▸ **課題内容**:
『ドン・ジョヴァンニ』公演評から、「河原は指揮のド素人なのに、今」で始まり「イドを捨て切れないのだろう。」で終わる箇所を一字一句変えずに抜き出せ。

▸ **原文**:
<いずみホール・オペラ2016/プレミエ即千秋楽>
2016年9月3日(土)14:00/いずみホール
指揮&チェンバロ/河原忠之
チェロ/上塚憲一
ザ・カレッジ・オペラハウス管弦楽団
ザ・カレッジ・オペラハウス合唱団
演出/粟國淳
照明/原中治美
ドン・ジョヴァンニ/黒田博
レポレッロ/西尾岳史
ドンナ・アンナ/石橋栄実
ドンナ・エルヴィーラ/澤畑恵美
ドン・オッターヴィオ/清水徹太郎
ツェルリーナ/老田裕子
マゼット/東平聞
騎士長/ジョン・ハオ
九月は演奏会シーズンの開幕だが、先月はオペラ一本にオケ定期を二つ聴き、額面通りの高揚感は一向に湧かない。そう云えば今年の夏は、遠出の旅行もせずに終わりそうだし、秋風の立つ頃には何処かへ泊まり掛けで、オペラなど観て回りたいと思う。
今年のいずみホール特集企画はシューベルトだが、それとは関係無く、年に一度のホール・オペラはモーツァルトで、三年前の「イドメネオ」に始まり、一昨年の「フィガロの結婚」、そして去年の「魔笛」と上演を重ね、今年は「ドン・ジョヴァンニ」を取り上げる。いずみホール・オペラの魅力は、何と云っても東西の所属団体を問わず集めた、豪華キャストの筈だが、コレペティ上がりの指揮者さんの場合、歌手の選択に情実を絡ませ、必ずしもベストの布陣を敷かないのではと、僕は以前から疑念を抱いている。
河原は指揮のド素人なのに、今日見た処でも指揮法を学習する気配は微塵も無い。打点はバラバラな上に、左右の手は同じ動きをする等、基本を知らない指揮だが、それよりも問題はオケとコミュニケーションを取ろうとせず、完全に自分の世界に浸り切っている点にある。つまり一聴衆として客席から窺う限りでは、指揮にオケが反応し、音楽を変化させているように見えないのだ。オケの方で河原の能力を見切っていて、度々後追いになる指揮を無視し、着々と演奏を進める、そんな風にしか見えないのだ。この人の拍節の示し方は生硬で、音楽を堰き止めているので、もし指揮に忠実に演奏すれば、レガートに流れるモーツァルトにはならない筈だ。
二幕のフィナーレで、指揮者は唐突に四拍振りを二拍に切り替え、テンポはガクンと速くなる。それはアチェルラントとは呼ばず、「走り出した」と云うのだと、僕は思わず突っ込んで終う。彼の指揮は素人に有り勝ちな自己陶酔型で、見苦しく目障りですらある。ずっとチェンバロだけ弾いていれば、後はオケが宜しく遣ってくれるし、ボロを出す事も無いのにと思う。これからでも遅くは無い、河原君には地道に指揮法を習得するようお勧めしたいが、彼には長いコレペティの経験がある為、変なプライドを捨て切れないのだろう。

▸ **抜粋レコード**:
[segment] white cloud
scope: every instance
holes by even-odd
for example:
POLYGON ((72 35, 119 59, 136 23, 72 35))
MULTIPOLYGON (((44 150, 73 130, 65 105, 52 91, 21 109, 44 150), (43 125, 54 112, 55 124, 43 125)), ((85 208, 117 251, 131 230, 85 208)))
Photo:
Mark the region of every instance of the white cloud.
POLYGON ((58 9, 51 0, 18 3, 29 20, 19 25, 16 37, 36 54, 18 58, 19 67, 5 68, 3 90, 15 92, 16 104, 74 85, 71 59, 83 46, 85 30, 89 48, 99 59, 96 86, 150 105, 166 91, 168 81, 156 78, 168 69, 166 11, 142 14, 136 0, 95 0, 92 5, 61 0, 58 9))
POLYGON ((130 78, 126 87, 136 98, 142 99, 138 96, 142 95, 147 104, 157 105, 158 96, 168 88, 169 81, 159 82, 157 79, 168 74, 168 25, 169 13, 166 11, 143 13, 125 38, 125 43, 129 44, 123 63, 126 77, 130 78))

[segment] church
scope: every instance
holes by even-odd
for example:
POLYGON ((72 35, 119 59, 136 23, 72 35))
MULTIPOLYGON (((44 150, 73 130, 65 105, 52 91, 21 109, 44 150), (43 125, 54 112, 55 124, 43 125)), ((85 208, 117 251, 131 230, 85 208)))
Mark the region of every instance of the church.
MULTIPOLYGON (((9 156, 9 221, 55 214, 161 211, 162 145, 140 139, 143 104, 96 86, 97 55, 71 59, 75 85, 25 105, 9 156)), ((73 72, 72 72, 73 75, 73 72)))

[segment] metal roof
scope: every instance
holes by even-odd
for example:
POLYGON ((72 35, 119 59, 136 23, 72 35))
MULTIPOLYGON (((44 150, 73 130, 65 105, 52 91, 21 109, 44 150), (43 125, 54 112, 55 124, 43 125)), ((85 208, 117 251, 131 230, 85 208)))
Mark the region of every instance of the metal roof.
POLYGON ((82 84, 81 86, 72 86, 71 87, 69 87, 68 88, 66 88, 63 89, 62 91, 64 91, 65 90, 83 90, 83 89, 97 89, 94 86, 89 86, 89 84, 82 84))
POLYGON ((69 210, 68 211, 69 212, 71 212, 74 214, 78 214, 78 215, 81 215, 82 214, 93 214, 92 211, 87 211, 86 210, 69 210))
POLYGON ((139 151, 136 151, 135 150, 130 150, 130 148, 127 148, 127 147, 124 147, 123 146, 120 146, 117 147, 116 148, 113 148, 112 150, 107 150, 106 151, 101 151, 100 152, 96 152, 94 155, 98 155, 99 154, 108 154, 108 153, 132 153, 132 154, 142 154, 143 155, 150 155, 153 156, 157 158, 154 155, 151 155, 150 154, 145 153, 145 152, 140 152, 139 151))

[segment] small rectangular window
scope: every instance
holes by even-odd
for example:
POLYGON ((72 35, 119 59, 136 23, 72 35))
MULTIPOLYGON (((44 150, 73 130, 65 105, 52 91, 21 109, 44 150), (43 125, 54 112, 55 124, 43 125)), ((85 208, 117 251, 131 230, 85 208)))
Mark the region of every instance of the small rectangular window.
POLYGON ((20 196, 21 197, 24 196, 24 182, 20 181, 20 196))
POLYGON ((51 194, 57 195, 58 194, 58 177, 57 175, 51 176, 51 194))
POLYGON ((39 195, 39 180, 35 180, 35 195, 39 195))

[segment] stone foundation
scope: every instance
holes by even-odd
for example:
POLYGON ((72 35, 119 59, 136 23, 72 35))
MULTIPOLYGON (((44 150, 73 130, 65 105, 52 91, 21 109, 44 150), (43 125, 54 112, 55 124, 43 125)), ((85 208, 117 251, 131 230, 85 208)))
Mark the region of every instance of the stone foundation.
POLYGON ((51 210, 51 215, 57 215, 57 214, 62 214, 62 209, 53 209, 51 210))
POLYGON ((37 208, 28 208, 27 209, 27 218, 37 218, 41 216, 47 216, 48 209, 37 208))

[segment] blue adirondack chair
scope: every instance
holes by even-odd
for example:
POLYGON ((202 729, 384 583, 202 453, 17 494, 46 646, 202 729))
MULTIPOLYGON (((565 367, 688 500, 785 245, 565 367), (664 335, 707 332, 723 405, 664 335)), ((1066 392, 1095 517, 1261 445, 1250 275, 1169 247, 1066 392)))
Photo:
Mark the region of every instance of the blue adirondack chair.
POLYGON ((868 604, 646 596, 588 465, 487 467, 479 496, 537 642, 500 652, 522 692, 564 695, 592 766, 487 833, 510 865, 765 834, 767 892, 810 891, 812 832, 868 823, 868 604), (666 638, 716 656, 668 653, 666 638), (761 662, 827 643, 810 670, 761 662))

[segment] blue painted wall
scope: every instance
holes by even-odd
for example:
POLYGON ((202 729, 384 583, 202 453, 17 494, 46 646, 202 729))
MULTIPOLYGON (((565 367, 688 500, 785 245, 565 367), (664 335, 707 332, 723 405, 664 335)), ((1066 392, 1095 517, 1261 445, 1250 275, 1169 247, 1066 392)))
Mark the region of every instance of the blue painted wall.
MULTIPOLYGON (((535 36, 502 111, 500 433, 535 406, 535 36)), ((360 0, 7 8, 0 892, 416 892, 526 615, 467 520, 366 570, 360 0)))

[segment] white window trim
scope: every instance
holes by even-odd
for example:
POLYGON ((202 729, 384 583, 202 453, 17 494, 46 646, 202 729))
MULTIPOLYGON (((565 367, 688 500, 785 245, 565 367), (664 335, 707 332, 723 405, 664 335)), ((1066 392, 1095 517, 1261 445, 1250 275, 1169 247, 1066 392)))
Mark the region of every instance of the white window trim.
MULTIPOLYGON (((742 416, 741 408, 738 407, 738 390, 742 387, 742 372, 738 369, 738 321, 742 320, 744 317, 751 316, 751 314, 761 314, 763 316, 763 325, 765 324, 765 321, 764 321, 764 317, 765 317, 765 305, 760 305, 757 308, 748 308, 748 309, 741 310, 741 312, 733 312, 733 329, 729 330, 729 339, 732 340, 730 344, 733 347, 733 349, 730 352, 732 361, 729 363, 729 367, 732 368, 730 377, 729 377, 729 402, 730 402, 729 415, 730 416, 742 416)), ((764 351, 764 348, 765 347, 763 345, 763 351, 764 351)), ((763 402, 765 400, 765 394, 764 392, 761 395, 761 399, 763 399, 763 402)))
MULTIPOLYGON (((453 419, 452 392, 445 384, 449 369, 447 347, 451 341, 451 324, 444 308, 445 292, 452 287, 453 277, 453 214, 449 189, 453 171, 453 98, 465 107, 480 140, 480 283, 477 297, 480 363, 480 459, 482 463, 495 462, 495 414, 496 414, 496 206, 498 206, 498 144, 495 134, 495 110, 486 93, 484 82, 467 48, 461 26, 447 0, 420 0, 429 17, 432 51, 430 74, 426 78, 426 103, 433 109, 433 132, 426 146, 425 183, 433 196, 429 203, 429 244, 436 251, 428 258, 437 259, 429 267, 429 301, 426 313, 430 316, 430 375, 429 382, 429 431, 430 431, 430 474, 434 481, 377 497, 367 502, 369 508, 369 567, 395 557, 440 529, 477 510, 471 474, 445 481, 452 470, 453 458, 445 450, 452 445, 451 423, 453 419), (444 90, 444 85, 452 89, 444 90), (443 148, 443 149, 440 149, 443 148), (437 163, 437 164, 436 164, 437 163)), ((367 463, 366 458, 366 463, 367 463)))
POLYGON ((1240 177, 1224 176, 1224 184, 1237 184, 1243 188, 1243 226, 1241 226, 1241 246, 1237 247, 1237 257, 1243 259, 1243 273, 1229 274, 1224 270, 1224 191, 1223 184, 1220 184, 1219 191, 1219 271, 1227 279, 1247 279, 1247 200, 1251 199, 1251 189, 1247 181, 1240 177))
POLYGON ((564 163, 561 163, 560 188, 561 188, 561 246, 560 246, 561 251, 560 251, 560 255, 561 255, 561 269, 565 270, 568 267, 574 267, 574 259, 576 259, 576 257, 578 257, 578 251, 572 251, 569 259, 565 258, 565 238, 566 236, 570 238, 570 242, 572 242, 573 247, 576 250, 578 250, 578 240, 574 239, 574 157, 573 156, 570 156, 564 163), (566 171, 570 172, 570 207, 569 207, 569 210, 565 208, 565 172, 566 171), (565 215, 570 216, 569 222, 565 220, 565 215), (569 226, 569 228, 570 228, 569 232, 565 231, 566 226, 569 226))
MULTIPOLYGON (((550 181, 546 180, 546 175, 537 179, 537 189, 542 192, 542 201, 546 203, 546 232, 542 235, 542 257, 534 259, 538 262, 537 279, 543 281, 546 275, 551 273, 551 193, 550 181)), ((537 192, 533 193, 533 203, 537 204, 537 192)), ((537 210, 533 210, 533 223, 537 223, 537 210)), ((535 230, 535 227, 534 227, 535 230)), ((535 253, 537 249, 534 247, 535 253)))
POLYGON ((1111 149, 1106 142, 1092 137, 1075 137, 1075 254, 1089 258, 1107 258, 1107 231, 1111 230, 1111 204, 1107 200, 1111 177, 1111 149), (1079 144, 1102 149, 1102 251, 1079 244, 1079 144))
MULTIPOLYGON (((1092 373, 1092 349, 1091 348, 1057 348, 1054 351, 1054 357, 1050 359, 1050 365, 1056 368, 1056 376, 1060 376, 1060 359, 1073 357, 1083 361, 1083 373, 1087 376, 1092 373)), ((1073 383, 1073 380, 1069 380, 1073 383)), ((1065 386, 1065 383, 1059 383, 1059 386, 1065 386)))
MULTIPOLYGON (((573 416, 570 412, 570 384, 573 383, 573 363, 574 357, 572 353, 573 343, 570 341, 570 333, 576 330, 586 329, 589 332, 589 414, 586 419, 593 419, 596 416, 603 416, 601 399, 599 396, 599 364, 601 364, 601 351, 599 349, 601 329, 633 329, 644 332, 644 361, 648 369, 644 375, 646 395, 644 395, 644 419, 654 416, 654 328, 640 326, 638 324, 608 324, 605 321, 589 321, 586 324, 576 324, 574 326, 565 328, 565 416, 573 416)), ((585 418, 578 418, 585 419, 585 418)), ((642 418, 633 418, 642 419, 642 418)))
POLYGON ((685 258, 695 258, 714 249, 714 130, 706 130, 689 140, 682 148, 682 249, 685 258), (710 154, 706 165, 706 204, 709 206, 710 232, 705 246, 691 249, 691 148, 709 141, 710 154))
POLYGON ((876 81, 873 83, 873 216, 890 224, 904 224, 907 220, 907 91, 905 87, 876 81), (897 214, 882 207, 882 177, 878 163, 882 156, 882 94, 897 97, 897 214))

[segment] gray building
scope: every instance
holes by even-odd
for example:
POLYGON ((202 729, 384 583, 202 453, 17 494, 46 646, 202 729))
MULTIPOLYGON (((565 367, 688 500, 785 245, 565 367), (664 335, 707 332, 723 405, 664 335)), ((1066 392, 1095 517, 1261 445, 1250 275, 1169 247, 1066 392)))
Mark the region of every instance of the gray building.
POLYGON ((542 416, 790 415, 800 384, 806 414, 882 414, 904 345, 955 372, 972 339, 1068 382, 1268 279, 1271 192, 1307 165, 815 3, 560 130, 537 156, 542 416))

▸ **解答**:
河原は指揮のド素人なのに、今日見た処でも指揮法を学習する気配は微塵も無い。打点はバラバラな上に、左右の手は同じ動きをする等、基本を知らない指揮だが、それよりも問題はオケとコミュニケーションを取ろうとせず、完全に自分の世界に浸り切っている点にある。つまり一聴衆として客席から窺う限りでは、指揮にオケが反応し、音楽を変化させているように見えないのだ。オケの方で河原の能力を見切っていて、度々後追いになる指揮を無視し、着々と演奏を進める、そんな風にしか見えないのだ。この人の拍節の示し方は生硬で、音楽を堰き止めているので、もし指揮に忠実に演奏すれば、レガートに流れるモーツァルトにはならない筈だ。
二幕のフィナーレで、指揮者は唐突に四拍振りを二拍に切り替え、テンポはガクンと速くなる。それはアチェルラントとは呼ばず、「走り出した」と云うのだと、僕は思わず突っ込んで終う。彼の指揮は素人に有り勝ちな自己陶酔型で、見苦しく目障りですらある。ずっとチェンバロだけ弾いていれば、後はオケが宜しく遣ってくれるし、ボロを出す事も無いのにと思う。これからでも遅くは無い、河原君には地道に指揮法を習得するようお勧めしたいが、彼には長いコレペティの経験がある為、変なプライドを捨て切れないのだろう。